Exercise instructions » Set down, exactly as they appear, the line containing "Target: bus license plate" and all subsequent lines through the end of the material below.
^^^^^^^^
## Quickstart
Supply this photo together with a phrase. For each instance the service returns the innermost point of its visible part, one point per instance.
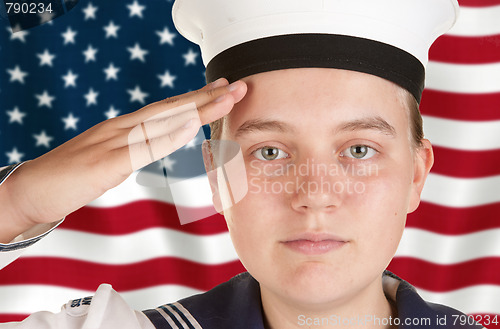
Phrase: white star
(42, 139)
(90, 54)
(166, 163)
(167, 79)
(15, 115)
(190, 57)
(45, 99)
(46, 17)
(136, 9)
(46, 58)
(111, 72)
(91, 97)
(112, 112)
(166, 36)
(70, 122)
(111, 30)
(89, 11)
(191, 144)
(17, 33)
(137, 52)
(69, 36)
(14, 156)
(69, 79)
(16, 74)
(137, 95)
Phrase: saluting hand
(63, 180)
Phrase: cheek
(381, 210)
(251, 224)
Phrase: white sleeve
(11, 251)
(106, 309)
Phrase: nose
(320, 188)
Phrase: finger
(222, 105)
(199, 97)
(150, 150)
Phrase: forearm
(11, 219)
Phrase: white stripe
(188, 315)
(177, 316)
(461, 192)
(462, 78)
(463, 135)
(130, 191)
(27, 299)
(471, 300)
(135, 247)
(447, 250)
(167, 318)
(476, 22)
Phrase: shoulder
(221, 307)
(414, 311)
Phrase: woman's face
(331, 176)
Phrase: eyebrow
(257, 125)
(372, 123)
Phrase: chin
(316, 283)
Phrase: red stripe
(138, 216)
(445, 278)
(120, 220)
(466, 50)
(478, 3)
(466, 164)
(88, 276)
(454, 221)
(468, 107)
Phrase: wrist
(12, 220)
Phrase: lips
(314, 244)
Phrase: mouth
(314, 244)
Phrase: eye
(268, 153)
(362, 152)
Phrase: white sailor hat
(386, 38)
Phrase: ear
(422, 163)
(211, 170)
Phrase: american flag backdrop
(110, 57)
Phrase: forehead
(317, 99)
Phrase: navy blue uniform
(236, 304)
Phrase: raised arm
(48, 188)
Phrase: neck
(369, 309)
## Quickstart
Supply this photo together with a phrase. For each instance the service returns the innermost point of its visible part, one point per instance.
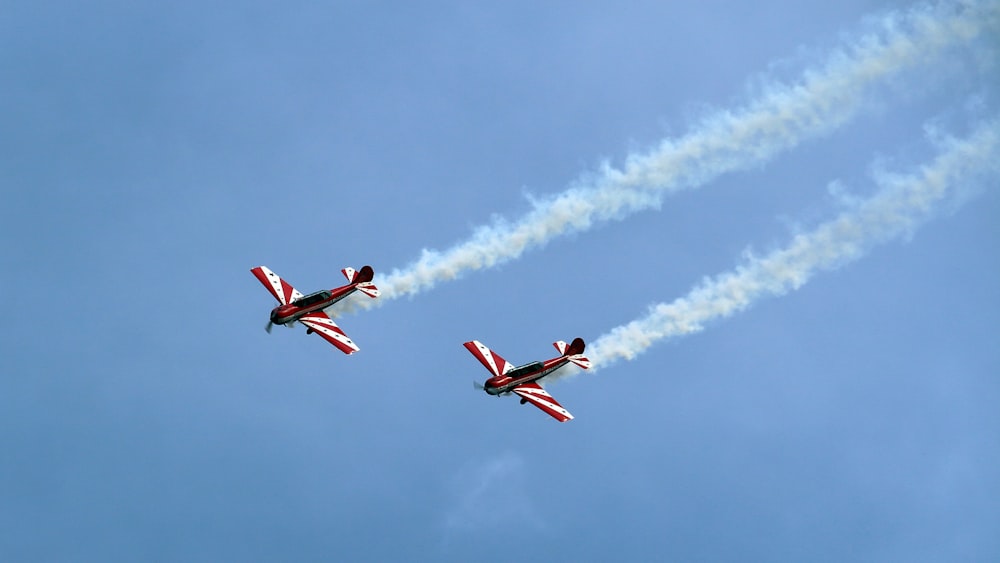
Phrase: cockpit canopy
(312, 299)
(526, 368)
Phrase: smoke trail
(823, 99)
(901, 205)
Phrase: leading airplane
(308, 309)
(523, 380)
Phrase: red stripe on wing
(534, 394)
(490, 359)
(325, 327)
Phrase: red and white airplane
(308, 309)
(522, 380)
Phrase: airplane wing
(325, 327)
(534, 394)
(489, 358)
(279, 288)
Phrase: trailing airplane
(308, 309)
(522, 380)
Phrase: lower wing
(279, 288)
(534, 394)
(324, 326)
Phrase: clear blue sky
(150, 155)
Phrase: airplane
(308, 309)
(522, 380)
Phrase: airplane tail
(362, 278)
(574, 352)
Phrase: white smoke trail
(823, 99)
(901, 205)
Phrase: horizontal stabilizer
(573, 349)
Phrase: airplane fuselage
(284, 314)
(527, 373)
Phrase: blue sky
(152, 155)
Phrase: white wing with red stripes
(279, 288)
(493, 362)
(324, 326)
(534, 394)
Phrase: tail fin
(365, 274)
(574, 352)
(362, 278)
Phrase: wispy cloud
(902, 203)
(825, 97)
(491, 494)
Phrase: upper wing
(534, 394)
(489, 358)
(325, 327)
(279, 288)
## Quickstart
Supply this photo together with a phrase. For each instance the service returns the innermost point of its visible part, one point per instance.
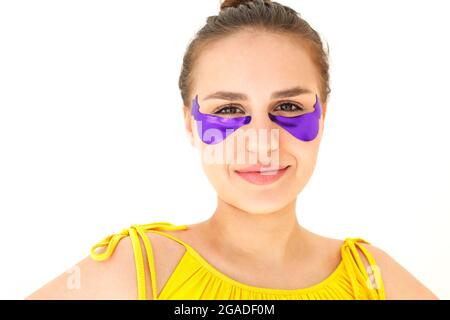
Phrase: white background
(84, 86)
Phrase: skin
(253, 236)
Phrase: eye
(228, 110)
(290, 107)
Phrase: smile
(260, 175)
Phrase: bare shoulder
(113, 278)
(399, 283)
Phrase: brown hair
(267, 15)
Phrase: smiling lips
(261, 175)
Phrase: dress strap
(135, 232)
(369, 278)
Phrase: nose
(261, 136)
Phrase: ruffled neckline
(190, 251)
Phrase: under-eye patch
(305, 126)
(213, 129)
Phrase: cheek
(304, 153)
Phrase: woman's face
(256, 64)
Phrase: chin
(261, 205)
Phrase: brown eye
(288, 107)
(228, 110)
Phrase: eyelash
(230, 106)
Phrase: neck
(274, 236)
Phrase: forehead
(258, 61)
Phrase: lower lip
(261, 179)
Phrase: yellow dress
(195, 279)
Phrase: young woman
(257, 69)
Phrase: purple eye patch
(213, 129)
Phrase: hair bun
(234, 3)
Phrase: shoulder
(398, 282)
(89, 279)
(115, 276)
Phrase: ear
(188, 125)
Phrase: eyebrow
(227, 95)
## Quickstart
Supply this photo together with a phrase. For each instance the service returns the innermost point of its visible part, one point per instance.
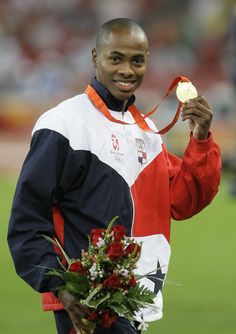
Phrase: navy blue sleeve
(31, 214)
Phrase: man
(85, 166)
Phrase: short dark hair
(116, 25)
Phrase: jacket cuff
(201, 145)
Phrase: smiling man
(85, 166)
(120, 58)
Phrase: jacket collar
(112, 102)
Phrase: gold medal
(186, 91)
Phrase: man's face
(120, 62)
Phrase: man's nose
(125, 69)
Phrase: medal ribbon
(138, 117)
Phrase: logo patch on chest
(142, 154)
(115, 151)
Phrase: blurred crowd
(45, 54)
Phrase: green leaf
(76, 283)
(92, 294)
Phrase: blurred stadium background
(45, 57)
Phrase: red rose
(119, 232)
(111, 282)
(108, 318)
(130, 248)
(77, 267)
(114, 250)
(95, 234)
(132, 281)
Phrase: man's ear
(94, 57)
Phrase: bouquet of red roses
(103, 279)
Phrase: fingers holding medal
(196, 109)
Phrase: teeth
(124, 83)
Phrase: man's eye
(138, 61)
(115, 59)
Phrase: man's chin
(122, 95)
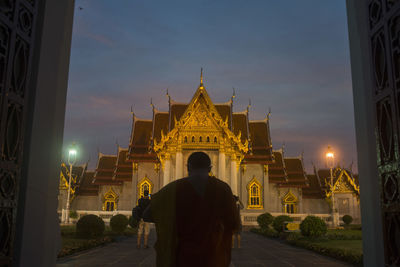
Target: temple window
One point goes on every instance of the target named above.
(110, 200)
(254, 189)
(289, 203)
(143, 185)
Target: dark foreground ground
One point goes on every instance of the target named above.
(256, 251)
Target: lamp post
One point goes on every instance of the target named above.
(330, 162)
(71, 161)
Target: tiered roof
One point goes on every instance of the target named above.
(144, 132)
(104, 173)
(296, 175)
(285, 172)
(86, 186)
(123, 168)
(277, 170)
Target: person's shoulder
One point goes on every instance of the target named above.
(165, 189)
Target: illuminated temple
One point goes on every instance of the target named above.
(241, 153)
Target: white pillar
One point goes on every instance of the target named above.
(167, 167)
(221, 166)
(179, 165)
(234, 177)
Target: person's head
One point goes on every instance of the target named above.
(199, 162)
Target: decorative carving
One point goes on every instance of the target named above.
(393, 237)
(384, 18)
(385, 130)
(200, 127)
(375, 12)
(19, 69)
(380, 64)
(390, 188)
(15, 64)
(6, 228)
(7, 184)
(13, 133)
(25, 20)
(7, 8)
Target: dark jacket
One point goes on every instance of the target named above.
(194, 229)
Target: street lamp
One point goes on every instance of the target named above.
(71, 161)
(330, 162)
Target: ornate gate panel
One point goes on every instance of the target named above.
(384, 36)
(17, 32)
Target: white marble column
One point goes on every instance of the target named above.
(179, 165)
(167, 167)
(234, 177)
(221, 166)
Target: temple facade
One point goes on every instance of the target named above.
(241, 153)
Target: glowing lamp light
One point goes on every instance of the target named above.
(72, 152)
(330, 157)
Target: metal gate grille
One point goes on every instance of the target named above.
(384, 36)
(17, 32)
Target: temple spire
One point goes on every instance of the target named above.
(201, 77)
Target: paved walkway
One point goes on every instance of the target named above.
(256, 251)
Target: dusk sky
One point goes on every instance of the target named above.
(290, 56)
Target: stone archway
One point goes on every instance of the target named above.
(37, 33)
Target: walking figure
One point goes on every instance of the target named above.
(144, 227)
(239, 206)
(195, 218)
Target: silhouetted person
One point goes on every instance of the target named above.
(144, 227)
(195, 218)
(239, 206)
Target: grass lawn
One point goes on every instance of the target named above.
(342, 244)
(72, 244)
(354, 246)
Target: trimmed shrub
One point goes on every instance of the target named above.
(118, 223)
(73, 214)
(133, 223)
(264, 220)
(268, 232)
(278, 222)
(313, 227)
(90, 226)
(347, 219)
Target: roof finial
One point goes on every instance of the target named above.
(201, 77)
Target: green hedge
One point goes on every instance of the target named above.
(268, 232)
(350, 256)
(347, 219)
(90, 226)
(133, 223)
(279, 221)
(313, 227)
(118, 223)
(336, 234)
(264, 220)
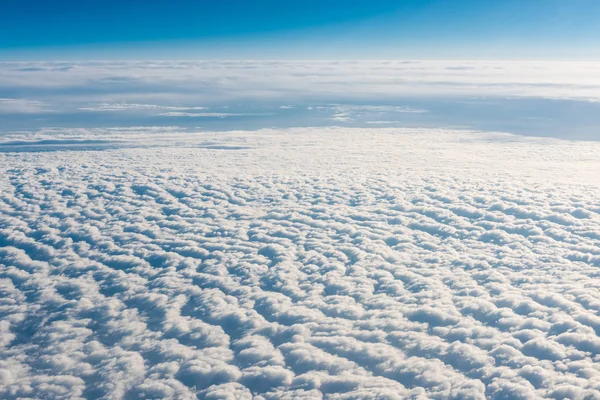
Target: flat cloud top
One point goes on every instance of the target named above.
(356, 79)
(307, 263)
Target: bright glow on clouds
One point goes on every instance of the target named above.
(303, 263)
(272, 79)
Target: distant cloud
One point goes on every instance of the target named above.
(134, 107)
(303, 263)
(22, 106)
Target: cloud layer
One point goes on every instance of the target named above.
(310, 263)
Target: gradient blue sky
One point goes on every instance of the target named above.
(308, 29)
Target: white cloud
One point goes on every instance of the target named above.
(314, 262)
(22, 106)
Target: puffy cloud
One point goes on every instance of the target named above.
(345, 263)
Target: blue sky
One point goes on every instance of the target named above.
(308, 29)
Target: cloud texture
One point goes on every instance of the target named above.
(309, 263)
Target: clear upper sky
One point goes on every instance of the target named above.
(307, 29)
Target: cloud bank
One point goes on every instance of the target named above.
(307, 263)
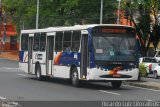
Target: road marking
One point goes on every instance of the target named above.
(142, 88)
(22, 75)
(2, 98)
(109, 92)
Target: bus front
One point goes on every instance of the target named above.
(114, 54)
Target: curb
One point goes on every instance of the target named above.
(149, 85)
(9, 59)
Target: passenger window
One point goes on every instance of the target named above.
(67, 41)
(36, 42)
(76, 36)
(24, 42)
(43, 42)
(58, 41)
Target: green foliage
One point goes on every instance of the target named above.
(142, 70)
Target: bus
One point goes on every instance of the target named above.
(98, 52)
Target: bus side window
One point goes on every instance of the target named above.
(36, 41)
(76, 36)
(67, 41)
(43, 42)
(58, 41)
(24, 42)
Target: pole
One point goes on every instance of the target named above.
(119, 5)
(37, 16)
(5, 23)
(101, 13)
(0, 26)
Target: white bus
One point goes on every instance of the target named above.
(81, 53)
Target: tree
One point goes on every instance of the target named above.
(147, 29)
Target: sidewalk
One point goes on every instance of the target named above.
(144, 83)
(14, 55)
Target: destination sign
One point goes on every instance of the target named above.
(105, 30)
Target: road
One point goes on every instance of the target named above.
(19, 86)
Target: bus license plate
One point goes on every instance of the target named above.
(117, 75)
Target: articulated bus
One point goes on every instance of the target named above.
(101, 52)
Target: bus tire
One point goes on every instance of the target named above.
(38, 73)
(155, 75)
(116, 84)
(74, 77)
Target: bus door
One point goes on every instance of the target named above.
(30, 59)
(49, 53)
(84, 55)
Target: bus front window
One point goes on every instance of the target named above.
(114, 47)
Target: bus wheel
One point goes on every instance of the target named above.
(155, 75)
(74, 77)
(38, 73)
(116, 84)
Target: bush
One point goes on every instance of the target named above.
(142, 71)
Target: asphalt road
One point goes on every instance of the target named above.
(19, 86)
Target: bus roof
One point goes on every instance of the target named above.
(76, 27)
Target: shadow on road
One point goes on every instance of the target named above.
(85, 85)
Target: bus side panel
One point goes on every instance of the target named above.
(23, 61)
(62, 63)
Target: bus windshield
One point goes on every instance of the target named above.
^^^^^^^^
Task output »
Target: bus license plate
One point goes on every instance of the target named above.
(117, 75)
Target: articulated bus
One point goes on every instance of the target named above.
(101, 52)
Target: bus tire
One point goes on every instance of the target named above.
(38, 73)
(155, 75)
(116, 84)
(74, 77)
Target: bus door
One point goes on every instance of the target named above.
(30, 59)
(49, 53)
(84, 55)
Target: bus front window
One point goes on every instance of the target named above.
(114, 47)
Target: bus wheel
One point goes on every instance of the target named above.
(155, 75)
(74, 77)
(38, 73)
(116, 84)
Target: bush
One point goes on every instance of the target named above.
(142, 71)
Target: asphalt road
One point goes on every instance of the target named above.
(19, 86)
Target: bus roof
One point goes on every instance of the target named above.
(76, 27)
Target: shadow on road
One point goes on every instance of the target named above.
(85, 85)
Target: bus side panel
One point goes on every instance of the target named above.
(23, 61)
(62, 63)
Target: bus windshield
One point goes on every instance of the target named above.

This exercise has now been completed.